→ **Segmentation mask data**
= Beginning of Section =
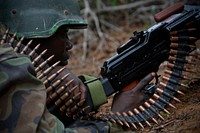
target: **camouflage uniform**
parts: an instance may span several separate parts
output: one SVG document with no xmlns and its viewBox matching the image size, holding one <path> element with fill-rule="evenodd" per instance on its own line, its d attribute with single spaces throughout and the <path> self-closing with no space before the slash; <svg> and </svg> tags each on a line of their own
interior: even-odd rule
<svg viewBox="0 0 200 133">
<path fill-rule="evenodd" d="M 77 120 L 69 127 L 45 106 L 46 90 L 35 77 L 28 56 L 0 46 L 0 132 L 119 132 L 121 126 L 102 121 Z"/>
</svg>

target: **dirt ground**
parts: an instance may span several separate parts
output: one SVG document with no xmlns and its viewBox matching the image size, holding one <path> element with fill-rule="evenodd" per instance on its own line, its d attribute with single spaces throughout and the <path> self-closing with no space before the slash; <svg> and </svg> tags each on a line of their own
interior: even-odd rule
<svg viewBox="0 0 200 133">
<path fill-rule="evenodd" d="M 174 103 L 177 109 L 167 108 L 171 115 L 165 121 L 147 127 L 142 133 L 199 133 L 200 132 L 200 81 L 185 90 L 185 96 L 178 97 L 182 103 Z"/>
<path fill-rule="evenodd" d="M 144 27 L 145 29 L 145 27 Z M 136 29 L 138 30 L 138 29 Z M 70 59 L 69 69 L 76 74 L 89 74 L 93 76 L 99 76 L 100 67 L 108 57 L 115 54 L 115 49 L 125 42 L 130 36 L 130 28 L 124 28 L 124 33 L 117 33 L 110 31 L 108 34 L 115 37 L 115 42 L 107 40 L 107 44 L 104 44 L 100 50 L 96 50 L 94 45 L 88 47 L 88 57 L 86 60 L 82 60 L 83 54 L 81 44 L 74 46 L 72 58 Z M 117 42 L 117 43 L 116 43 Z M 199 43 L 200 44 L 200 43 Z M 200 45 L 198 47 L 200 48 Z M 182 103 L 172 102 L 177 109 L 168 107 L 167 110 L 170 115 L 161 112 L 161 115 L 165 118 L 165 121 L 157 119 L 159 124 L 155 124 L 149 121 L 152 127 L 145 127 L 145 129 L 139 129 L 138 133 L 200 133 L 200 71 L 199 61 L 196 59 L 195 68 L 197 79 L 193 80 L 189 84 L 189 89 L 183 89 L 184 96 L 178 95 L 177 98 Z M 101 107 L 101 110 L 108 111 L 110 109 L 112 97 L 109 99 L 108 104 Z"/>
</svg>

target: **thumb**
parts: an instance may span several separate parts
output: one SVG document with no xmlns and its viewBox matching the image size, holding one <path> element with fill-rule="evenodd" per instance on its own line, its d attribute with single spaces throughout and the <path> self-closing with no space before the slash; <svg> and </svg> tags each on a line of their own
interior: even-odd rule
= End of Section =
→ **Exercise objective**
Find every line in the records above that contains the word "target", and copy each one.

→ **Task solution**
target: **camouflage uniform**
target: **dirt ground**
target: **thumb**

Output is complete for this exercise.